Finally, and perhaps most surprisingly, color components and
undesired flavor components formed in the process readily can be
kept to a minimum, and these undesired components readily can be
removed. Not as much polymerization is required for production of
the product as is required in the preparation of polydextrose, and
thus the harsh reaction conditions typically required for
polydextrose production are not required. The preferred process for
production of the derivatized product is simple, with a high
tolerance for moisture content in the starting materials. Thus, in
preferred embodiments, there is no need to take expensive steps to
avoid moisture uptake in the starting materials.
[0016] It has been found in preferred embodiments that the
solubility of the saccharide-derivatized oligosaccharides is
greater than 90% at 25.degree. C., and that the Minolta L color of
the saccharide-derivatized oligosaccharides is greater than 85 even
prior to a decolorization step.
[0017] Also provided by the invention are a process for preparing
an oligosaccharide product and a process for preparing a mixture of
oligosaccharides, both as set forth hereinbelow.

__________

• [REQUIRED TASKS]:
A – List every numerical value the patent excerpt gives for properties of the saccharide-derivatized oligosaccharides, and state what each value refers to.
B – According to the patent excerpt, which two processes does the invention also provide?
C – Using the patent excerpt, explain why the harsh reaction conditions typical of polydextrose production are not required.

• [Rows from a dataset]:
__________

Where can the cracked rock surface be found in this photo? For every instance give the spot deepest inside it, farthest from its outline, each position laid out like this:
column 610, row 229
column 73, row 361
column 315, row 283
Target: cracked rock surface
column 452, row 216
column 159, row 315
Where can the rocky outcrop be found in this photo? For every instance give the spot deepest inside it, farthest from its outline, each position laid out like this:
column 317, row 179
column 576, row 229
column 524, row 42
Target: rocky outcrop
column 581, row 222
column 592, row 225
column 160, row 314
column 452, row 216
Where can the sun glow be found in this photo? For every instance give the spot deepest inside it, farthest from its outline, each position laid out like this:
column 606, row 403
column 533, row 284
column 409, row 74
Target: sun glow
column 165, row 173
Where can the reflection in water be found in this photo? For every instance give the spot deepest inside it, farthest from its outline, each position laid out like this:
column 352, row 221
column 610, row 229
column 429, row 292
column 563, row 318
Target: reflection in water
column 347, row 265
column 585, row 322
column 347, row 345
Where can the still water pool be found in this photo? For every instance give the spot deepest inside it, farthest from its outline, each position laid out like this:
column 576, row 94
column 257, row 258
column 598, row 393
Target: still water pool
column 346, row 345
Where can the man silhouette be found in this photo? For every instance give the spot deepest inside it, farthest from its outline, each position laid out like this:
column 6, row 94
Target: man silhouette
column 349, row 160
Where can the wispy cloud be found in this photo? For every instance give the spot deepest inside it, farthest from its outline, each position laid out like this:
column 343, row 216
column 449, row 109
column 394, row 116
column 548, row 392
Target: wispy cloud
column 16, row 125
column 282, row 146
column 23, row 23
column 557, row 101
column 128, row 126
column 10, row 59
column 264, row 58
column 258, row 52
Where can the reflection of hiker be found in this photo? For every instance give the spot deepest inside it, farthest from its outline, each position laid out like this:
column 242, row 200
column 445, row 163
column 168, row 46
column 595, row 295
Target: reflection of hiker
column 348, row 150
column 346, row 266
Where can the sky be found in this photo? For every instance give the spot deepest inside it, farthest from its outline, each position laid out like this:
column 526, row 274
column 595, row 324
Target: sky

__________

• [TASK-BY-TASK SOLUTIONS]:
A –
- Greater than 90%: the solubility of the saccharide-derivatized oligosaccharides.
- 25 °C: the temperature at which that solubility is given.
- Greater than 85: the Minolta L color of the saccharide-derivatized oligosaccharides, even prior to a decolorization step.

B – A process for preparing an oligosaccharide product and a process for preparing a mixture of oligosaccharides.

C – Producing the product does not require as much polymerization as preparing polydextrose does. For that reason, the harsh reaction conditions typically needed for polydextrose production are not required.